PASSAGE:
------------------------------------

I really like how simple but truthful that is.

Chad in the Arizona Desert said...

Great post! A very straight-forward and to-the-point mindset. I have no doubt this it is the positive mindset and goal orientation that has allowed you to go as far as you have in that time.

Anonymous said...

You continue to inspire me daily, thank you!

James Greenwood said...

I know you are MJ - in the far flung reached of your mind the little hamster is working overtime!

Jan said...

Thank you, Meyrick, for sharing your story with honesty & candor. One never knows what one would do if faced with a life altering challenge. Basically, I guess it comes down to making the positve decision to surround oneself with positive, courageous, determined, insightful, sensitive supporters who commit to lovingly guide us down the often uncertain, winding road to the next 'level'. The most impressive aspect of such a 'success' story is your ability & ongoing commitment to face adversity, challenge it, & reach for your 'star' through goal setting. Please believe me when I say you are a true inspiration to us all, Meyrick!!

------------------------------------

(Collection entries)
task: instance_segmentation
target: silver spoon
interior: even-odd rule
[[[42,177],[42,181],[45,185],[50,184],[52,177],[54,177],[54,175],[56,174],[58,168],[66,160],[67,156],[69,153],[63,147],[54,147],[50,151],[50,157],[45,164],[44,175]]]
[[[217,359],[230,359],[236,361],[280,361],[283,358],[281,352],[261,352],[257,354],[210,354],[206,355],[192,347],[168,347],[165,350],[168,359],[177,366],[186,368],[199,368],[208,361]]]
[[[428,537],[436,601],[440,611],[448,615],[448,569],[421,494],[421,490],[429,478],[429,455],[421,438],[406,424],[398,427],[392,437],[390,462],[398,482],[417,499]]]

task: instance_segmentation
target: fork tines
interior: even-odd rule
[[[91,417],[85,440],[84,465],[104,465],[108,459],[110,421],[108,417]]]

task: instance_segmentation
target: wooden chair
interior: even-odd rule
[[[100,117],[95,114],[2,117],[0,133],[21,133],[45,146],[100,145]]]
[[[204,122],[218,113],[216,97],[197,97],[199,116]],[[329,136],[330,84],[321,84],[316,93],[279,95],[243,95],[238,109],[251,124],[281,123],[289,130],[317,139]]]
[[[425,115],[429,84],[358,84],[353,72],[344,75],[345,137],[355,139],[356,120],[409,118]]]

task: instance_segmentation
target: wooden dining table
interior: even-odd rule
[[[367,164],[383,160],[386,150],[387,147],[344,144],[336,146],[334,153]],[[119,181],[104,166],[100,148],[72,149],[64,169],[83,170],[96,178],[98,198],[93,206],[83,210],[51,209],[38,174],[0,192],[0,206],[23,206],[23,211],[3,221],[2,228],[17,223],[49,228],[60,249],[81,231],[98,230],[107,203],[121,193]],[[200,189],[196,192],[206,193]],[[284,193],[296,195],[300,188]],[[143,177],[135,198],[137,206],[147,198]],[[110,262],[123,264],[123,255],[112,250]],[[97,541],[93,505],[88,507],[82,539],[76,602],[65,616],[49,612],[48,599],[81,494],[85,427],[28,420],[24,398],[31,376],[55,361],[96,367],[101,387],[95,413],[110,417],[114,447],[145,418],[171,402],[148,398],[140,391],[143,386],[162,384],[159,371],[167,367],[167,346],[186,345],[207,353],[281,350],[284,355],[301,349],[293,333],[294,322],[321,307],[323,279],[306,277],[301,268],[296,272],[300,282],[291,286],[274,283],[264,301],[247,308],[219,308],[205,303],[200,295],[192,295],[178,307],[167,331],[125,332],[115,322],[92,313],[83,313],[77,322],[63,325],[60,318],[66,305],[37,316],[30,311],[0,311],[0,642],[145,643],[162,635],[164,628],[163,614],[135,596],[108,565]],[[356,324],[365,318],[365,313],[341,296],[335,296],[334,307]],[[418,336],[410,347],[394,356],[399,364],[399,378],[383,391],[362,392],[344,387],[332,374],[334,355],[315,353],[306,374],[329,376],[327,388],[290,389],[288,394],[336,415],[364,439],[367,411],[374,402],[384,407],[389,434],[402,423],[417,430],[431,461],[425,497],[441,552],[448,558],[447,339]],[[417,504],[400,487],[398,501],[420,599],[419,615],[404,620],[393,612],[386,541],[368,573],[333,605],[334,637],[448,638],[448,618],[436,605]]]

------------------------------------

DO THIS: In the comments, Jan uses a series of adjectives to describe the supporters one should surround oneself with. List each of those adjectives. The records have no connection to the comments.

RESPONSE: positive, courageous, determined, insightful, sensitive